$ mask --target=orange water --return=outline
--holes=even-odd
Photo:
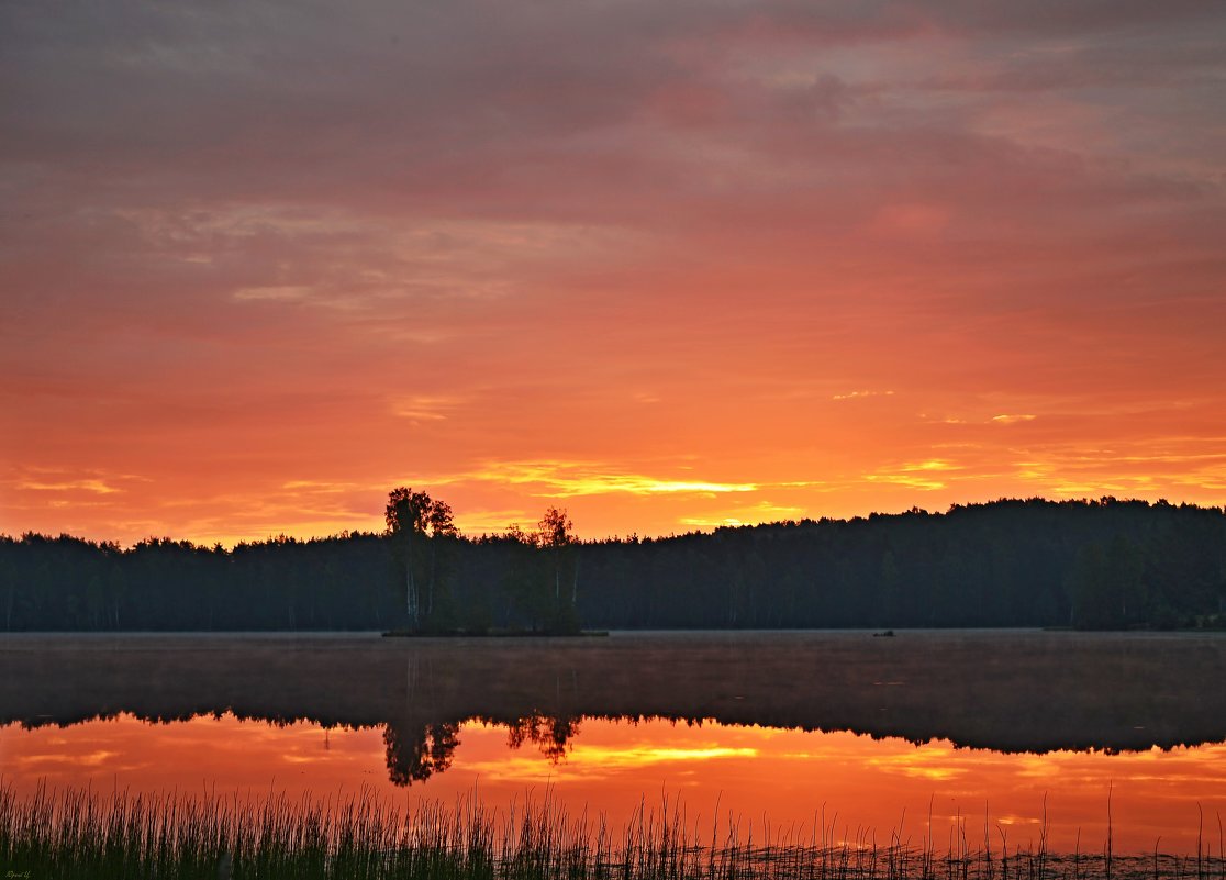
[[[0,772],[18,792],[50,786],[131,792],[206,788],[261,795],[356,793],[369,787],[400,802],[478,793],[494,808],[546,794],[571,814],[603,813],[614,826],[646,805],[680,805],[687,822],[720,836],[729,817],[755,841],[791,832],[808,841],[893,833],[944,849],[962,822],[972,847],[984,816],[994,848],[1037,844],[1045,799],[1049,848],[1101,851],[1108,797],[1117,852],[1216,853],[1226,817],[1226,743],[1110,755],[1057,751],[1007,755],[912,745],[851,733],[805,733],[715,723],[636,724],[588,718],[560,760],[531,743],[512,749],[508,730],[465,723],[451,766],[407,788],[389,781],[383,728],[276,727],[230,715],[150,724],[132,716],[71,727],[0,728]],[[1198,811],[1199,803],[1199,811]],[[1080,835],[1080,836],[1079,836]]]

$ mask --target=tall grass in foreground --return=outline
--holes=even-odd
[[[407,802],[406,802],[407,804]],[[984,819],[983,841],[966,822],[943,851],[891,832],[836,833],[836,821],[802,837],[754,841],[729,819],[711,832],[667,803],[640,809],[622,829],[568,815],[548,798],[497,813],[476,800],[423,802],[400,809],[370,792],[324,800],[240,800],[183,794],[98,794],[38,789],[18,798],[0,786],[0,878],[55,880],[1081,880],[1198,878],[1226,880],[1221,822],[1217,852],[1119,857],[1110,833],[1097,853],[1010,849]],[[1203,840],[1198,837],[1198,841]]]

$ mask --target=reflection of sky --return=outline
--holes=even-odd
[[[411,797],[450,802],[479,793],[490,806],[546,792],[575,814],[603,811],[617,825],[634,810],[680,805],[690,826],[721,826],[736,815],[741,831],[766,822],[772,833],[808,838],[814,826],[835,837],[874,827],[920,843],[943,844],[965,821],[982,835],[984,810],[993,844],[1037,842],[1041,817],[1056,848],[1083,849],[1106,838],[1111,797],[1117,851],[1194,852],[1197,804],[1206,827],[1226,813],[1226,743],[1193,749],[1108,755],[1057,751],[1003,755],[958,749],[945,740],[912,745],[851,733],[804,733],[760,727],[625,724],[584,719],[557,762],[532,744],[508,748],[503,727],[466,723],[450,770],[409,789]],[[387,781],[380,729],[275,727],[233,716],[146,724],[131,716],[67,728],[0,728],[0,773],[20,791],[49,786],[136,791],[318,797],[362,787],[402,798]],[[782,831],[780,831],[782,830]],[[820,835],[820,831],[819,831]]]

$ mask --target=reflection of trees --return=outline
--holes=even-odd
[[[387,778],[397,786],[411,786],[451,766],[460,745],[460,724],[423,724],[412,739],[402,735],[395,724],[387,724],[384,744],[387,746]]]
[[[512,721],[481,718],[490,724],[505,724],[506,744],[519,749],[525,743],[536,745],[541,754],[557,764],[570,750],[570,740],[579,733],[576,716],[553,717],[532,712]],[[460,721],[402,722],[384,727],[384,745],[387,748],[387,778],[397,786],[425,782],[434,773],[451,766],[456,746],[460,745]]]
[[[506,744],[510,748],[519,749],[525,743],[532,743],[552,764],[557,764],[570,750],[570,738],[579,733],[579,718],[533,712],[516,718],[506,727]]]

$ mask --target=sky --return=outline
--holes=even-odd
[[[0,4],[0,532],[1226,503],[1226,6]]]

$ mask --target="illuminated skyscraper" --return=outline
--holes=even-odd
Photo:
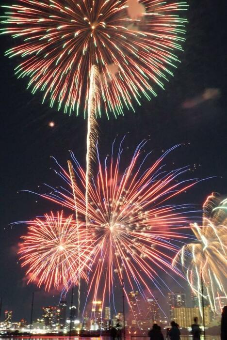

• • • •

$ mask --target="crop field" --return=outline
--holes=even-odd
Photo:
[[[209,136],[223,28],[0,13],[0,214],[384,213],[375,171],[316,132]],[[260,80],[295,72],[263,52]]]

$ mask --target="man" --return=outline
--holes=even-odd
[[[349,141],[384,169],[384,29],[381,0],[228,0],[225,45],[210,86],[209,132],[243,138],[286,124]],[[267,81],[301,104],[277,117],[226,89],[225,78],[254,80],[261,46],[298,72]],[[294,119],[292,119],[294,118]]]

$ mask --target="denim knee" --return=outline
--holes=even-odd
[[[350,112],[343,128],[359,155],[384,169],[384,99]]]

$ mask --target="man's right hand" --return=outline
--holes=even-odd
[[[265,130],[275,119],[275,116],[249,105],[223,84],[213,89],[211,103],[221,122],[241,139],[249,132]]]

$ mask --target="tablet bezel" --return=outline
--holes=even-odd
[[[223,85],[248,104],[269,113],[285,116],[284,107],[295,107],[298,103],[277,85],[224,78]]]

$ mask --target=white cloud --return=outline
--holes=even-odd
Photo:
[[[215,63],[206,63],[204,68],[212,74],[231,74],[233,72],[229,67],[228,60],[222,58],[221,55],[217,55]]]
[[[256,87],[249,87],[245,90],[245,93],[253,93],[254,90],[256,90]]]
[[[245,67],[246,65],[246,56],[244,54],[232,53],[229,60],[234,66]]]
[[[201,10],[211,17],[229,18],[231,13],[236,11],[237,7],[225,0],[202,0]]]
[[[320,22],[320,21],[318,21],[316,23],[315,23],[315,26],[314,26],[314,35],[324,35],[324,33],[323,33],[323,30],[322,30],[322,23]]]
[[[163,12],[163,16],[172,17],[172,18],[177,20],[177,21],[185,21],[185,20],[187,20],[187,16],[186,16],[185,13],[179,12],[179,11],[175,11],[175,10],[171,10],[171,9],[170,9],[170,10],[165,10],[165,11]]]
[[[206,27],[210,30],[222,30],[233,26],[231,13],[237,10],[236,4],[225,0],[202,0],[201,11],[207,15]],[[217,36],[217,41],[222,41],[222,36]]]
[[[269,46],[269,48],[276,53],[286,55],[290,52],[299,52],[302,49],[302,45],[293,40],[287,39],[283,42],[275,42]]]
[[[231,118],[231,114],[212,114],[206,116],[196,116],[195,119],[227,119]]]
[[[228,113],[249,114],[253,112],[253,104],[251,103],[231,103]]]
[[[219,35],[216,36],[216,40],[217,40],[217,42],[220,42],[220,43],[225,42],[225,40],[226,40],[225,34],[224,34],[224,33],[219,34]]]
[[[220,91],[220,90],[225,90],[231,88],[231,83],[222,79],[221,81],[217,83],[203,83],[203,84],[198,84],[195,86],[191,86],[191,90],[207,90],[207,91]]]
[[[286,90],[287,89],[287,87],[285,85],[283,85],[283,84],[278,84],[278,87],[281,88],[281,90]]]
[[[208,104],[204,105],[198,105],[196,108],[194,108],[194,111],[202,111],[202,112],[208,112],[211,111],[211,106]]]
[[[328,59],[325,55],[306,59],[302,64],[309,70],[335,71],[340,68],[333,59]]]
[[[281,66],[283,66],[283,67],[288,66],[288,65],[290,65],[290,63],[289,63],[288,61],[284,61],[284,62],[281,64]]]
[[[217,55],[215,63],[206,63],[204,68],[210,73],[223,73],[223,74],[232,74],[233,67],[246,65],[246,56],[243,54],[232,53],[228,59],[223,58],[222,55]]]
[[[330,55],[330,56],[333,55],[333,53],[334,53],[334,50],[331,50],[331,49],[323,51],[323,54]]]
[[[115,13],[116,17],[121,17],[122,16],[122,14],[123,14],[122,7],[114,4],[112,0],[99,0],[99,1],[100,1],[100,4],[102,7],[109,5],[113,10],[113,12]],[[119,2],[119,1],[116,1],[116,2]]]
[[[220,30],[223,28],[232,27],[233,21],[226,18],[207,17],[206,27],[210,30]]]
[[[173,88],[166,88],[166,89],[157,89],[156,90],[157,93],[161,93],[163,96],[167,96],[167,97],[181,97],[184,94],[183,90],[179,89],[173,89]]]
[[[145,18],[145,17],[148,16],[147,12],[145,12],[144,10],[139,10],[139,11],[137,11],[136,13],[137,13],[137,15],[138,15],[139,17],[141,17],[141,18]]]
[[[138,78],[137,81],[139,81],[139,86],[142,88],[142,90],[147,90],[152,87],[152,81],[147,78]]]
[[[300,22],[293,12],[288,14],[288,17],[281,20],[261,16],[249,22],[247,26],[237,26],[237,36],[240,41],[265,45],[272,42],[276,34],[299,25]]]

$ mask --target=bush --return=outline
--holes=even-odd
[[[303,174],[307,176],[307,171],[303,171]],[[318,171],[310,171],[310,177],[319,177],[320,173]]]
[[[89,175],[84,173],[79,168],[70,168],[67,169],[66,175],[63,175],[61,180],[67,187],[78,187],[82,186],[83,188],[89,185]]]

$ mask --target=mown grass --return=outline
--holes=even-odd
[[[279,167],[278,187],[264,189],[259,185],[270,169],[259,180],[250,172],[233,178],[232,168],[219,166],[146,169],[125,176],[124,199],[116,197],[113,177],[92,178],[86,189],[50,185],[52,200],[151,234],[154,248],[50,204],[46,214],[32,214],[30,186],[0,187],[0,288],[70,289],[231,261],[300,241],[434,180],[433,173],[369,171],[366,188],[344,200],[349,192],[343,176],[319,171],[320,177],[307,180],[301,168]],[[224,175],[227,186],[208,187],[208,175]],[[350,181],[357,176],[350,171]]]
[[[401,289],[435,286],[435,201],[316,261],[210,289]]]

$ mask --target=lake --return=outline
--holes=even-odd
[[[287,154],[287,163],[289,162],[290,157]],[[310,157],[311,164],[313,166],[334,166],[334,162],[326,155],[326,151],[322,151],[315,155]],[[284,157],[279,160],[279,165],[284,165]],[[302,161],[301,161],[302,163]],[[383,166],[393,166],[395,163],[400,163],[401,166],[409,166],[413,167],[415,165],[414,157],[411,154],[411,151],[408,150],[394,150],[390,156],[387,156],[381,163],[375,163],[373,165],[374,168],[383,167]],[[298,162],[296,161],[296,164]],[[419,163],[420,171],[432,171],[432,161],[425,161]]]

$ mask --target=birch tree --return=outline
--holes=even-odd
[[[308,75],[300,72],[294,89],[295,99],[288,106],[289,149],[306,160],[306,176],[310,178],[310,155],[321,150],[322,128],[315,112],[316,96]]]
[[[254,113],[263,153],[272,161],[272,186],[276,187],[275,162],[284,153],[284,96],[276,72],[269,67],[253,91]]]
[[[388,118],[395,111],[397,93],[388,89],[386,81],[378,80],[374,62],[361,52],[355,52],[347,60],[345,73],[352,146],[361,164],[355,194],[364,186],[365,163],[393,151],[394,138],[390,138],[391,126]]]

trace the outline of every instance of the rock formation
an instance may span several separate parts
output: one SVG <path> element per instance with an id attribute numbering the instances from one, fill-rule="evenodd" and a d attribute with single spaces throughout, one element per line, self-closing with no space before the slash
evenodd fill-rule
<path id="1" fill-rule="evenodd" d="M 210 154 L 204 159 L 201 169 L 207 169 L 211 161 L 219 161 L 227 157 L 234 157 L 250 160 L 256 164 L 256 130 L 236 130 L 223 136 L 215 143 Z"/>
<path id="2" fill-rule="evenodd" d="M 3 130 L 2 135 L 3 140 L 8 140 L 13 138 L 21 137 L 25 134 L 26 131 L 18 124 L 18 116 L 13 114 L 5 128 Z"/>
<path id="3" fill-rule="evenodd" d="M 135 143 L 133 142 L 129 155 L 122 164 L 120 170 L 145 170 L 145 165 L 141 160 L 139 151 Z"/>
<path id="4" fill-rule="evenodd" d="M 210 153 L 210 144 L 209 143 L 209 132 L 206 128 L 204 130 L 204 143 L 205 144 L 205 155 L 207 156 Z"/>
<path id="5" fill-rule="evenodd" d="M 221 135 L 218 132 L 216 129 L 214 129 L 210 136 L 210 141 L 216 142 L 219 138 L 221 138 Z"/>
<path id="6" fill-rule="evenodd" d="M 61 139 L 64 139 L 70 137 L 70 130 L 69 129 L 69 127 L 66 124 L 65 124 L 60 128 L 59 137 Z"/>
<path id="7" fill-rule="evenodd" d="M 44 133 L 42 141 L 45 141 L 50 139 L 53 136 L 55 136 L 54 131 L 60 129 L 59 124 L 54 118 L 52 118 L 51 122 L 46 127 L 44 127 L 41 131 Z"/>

• • • •

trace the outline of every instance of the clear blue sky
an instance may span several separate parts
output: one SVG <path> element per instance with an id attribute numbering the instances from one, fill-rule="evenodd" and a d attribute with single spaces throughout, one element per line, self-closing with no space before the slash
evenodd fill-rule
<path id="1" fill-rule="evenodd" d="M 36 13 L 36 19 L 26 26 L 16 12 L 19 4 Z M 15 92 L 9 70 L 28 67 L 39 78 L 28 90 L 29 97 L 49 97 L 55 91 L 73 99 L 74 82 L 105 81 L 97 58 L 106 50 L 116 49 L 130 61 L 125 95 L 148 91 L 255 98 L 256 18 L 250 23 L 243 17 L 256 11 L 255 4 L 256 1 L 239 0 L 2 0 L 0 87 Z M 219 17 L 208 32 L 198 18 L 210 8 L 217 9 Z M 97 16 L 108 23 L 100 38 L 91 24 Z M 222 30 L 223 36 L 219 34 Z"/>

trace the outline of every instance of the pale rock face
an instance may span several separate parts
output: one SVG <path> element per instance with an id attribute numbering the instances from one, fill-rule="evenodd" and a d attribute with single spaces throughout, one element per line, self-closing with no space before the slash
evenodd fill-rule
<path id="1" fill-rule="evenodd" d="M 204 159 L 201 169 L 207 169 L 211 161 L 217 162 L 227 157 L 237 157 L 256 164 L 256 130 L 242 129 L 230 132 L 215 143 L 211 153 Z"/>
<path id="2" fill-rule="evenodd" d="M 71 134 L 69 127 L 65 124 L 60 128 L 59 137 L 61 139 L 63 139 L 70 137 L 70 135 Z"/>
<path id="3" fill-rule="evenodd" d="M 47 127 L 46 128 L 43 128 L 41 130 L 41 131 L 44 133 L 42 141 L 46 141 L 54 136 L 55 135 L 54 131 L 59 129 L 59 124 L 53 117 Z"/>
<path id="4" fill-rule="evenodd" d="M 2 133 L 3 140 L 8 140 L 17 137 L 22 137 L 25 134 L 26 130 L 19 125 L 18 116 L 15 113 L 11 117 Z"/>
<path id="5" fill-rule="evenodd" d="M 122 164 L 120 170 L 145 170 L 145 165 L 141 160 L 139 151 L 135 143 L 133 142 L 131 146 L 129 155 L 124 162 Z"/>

• • • •

Extract every line of the rows above that contains the string "reflection", matching case exactly.

→ Correct output:
$ mask --target=reflection of sky --return=outline
$ mask --target=reflection of trees --return=outline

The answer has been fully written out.